══ Listed entries

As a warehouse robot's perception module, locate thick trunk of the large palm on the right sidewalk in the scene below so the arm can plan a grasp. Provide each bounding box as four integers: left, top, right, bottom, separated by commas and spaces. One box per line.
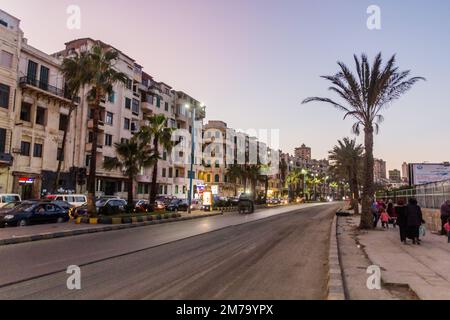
360, 126, 374, 229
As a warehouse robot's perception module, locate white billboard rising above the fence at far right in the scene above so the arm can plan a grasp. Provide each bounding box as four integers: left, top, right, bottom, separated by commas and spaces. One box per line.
409, 163, 450, 185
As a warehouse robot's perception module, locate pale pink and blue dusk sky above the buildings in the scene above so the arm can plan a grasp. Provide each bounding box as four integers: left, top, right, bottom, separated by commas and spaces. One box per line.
0, 0, 450, 169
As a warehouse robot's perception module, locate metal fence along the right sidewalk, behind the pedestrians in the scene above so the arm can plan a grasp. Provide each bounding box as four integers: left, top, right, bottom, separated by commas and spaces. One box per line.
377, 180, 450, 209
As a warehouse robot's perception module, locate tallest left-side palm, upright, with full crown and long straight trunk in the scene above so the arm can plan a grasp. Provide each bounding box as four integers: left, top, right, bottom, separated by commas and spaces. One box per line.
84, 43, 128, 215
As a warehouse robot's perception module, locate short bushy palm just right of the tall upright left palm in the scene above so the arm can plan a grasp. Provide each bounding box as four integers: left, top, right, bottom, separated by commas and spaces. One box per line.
103, 139, 156, 206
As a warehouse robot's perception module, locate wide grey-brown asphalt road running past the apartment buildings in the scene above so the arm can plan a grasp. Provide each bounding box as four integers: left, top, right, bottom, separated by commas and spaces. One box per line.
0, 205, 338, 300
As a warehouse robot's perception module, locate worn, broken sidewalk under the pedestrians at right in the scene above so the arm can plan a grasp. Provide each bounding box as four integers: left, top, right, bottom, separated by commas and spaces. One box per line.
338, 217, 450, 300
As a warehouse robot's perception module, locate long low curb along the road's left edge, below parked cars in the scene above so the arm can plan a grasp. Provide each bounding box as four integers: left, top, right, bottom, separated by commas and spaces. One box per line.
0, 213, 222, 246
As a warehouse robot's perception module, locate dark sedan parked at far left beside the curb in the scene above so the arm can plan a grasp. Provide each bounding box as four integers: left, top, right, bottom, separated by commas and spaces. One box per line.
0, 202, 69, 227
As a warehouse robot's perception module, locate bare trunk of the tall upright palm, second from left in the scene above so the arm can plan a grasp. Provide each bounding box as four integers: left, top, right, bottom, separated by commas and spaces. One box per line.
87, 100, 100, 216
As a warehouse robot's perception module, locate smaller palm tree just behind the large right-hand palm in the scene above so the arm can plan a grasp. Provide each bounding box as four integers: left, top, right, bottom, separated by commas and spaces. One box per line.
329, 138, 364, 214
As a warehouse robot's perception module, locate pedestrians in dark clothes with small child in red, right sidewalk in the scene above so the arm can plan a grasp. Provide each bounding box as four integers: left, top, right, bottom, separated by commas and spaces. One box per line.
372, 198, 426, 245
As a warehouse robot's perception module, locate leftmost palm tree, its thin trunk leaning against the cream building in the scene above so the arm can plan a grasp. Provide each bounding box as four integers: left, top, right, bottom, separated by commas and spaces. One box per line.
53, 52, 90, 192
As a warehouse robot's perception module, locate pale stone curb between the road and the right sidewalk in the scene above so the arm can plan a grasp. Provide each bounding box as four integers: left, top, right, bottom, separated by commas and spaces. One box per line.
327, 215, 346, 300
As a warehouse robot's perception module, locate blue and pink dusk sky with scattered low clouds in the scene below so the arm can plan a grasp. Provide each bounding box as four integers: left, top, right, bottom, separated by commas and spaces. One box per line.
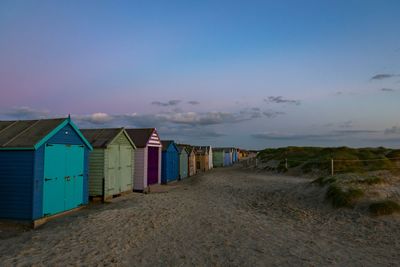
0, 0, 400, 149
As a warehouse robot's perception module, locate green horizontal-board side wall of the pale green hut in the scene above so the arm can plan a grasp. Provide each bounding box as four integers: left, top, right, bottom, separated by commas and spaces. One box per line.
89, 151, 107, 197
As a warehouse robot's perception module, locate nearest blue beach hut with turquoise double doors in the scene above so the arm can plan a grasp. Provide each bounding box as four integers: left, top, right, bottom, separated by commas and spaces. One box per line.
0, 118, 92, 226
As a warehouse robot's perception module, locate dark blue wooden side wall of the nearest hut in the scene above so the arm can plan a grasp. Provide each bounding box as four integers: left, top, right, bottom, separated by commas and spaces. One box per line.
0, 151, 34, 220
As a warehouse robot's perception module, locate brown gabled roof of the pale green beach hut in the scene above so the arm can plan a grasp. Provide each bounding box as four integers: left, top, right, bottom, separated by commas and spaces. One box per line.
81, 128, 136, 148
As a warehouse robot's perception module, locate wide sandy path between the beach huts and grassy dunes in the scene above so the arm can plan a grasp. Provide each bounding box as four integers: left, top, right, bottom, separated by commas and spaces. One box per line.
0, 167, 400, 266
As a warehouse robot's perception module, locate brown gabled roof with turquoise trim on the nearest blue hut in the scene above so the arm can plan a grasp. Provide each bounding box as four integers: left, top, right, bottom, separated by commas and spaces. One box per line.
0, 118, 92, 150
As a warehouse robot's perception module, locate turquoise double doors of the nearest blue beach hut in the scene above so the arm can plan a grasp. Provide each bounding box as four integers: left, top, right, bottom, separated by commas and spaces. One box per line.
43, 144, 84, 216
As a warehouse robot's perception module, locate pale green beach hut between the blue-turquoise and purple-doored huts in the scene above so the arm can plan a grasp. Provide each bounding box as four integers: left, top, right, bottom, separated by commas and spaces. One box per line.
81, 128, 136, 200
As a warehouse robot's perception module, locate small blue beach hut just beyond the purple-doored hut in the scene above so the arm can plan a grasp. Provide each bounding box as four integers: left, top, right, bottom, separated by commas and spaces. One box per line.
161, 140, 179, 184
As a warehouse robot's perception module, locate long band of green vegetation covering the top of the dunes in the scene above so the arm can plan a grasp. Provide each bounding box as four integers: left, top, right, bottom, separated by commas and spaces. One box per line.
258, 147, 400, 174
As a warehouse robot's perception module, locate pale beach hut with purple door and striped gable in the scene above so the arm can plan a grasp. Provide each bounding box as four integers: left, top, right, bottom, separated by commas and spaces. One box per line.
125, 128, 162, 192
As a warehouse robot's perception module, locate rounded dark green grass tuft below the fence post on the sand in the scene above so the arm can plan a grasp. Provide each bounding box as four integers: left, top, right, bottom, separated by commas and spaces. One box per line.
326, 184, 364, 208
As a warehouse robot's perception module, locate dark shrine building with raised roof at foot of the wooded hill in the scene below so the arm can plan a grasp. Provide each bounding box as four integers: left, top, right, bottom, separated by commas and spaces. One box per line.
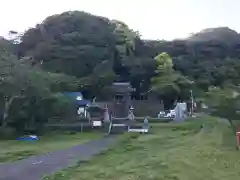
109, 82, 164, 117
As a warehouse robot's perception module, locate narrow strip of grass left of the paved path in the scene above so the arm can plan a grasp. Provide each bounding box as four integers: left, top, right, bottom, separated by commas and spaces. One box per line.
0, 132, 102, 163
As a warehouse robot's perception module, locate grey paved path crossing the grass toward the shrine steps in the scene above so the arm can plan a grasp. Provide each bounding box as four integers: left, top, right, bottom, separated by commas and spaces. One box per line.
0, 136, 116, 180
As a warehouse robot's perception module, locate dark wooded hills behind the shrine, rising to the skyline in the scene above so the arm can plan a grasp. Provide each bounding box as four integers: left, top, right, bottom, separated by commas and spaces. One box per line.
14, 11, 240, 92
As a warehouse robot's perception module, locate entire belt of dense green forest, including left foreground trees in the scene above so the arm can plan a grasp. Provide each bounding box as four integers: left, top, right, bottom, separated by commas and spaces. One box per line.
0, 11, 240, 135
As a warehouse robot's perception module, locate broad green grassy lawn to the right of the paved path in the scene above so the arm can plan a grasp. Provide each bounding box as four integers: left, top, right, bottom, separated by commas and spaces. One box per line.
45, 117, 240, 180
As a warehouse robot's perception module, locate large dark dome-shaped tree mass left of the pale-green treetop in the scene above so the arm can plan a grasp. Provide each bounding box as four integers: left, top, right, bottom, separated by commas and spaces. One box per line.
20, 11, 117, 77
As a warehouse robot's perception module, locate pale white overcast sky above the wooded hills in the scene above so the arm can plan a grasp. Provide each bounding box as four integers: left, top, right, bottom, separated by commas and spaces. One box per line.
0, 0, 240, 40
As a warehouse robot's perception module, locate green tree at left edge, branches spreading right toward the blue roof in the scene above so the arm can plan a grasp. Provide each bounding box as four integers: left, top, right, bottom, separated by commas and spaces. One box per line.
0, 45, 82, 127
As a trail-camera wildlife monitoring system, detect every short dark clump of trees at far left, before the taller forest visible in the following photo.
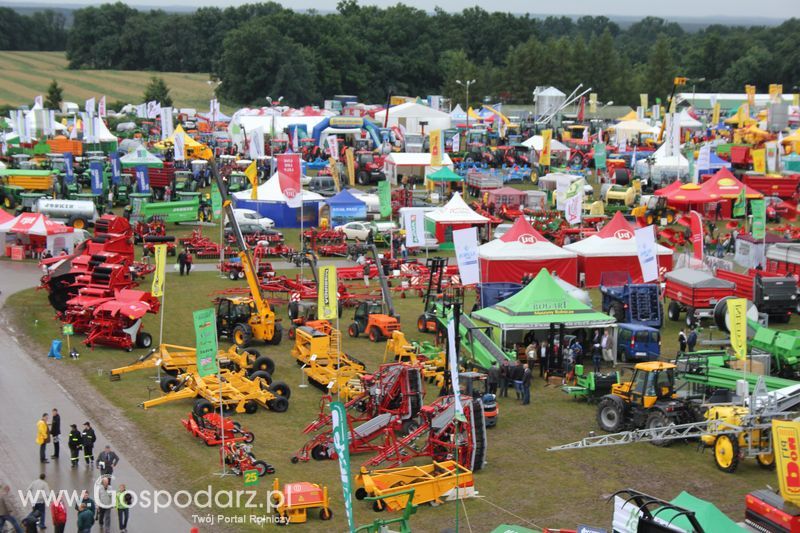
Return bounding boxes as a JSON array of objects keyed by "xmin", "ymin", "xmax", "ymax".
[{"xmin": 0, "ymin": 7, "xmax": 67, "ymax": 51}]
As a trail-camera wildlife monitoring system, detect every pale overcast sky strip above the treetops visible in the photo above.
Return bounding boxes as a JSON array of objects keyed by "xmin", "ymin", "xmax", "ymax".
[{"xmin": 14, "ymin": 0, "xmax": 800, "ymax": 19}]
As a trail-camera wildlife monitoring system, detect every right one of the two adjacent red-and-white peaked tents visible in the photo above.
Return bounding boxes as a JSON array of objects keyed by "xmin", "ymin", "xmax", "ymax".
[{"xmin": 564, "ymin": 211, "xmax": 672, "ymax": 287}]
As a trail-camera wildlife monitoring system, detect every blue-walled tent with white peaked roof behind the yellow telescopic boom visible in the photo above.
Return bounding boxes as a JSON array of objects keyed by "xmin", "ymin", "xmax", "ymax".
[{"xmin": 233, "ymin": 172, "xmax": 325, "ymax": 228}]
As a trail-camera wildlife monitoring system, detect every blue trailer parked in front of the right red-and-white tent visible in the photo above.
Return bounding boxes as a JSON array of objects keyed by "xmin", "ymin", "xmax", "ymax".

════

■ What the task asks:
The lines you need are those containing "peaked"; find them in the records and copy them.

■ Finished exercise:
As a trail-camera wildlife monitoring system, detect every right one of the two adjacent red-and-white peaked tents visible in the photo above.
As a trail-camera wildlife monitoring system, detect every blue-walled tent with white peaked roof behind the yellow telescopic boom visible in the photo above.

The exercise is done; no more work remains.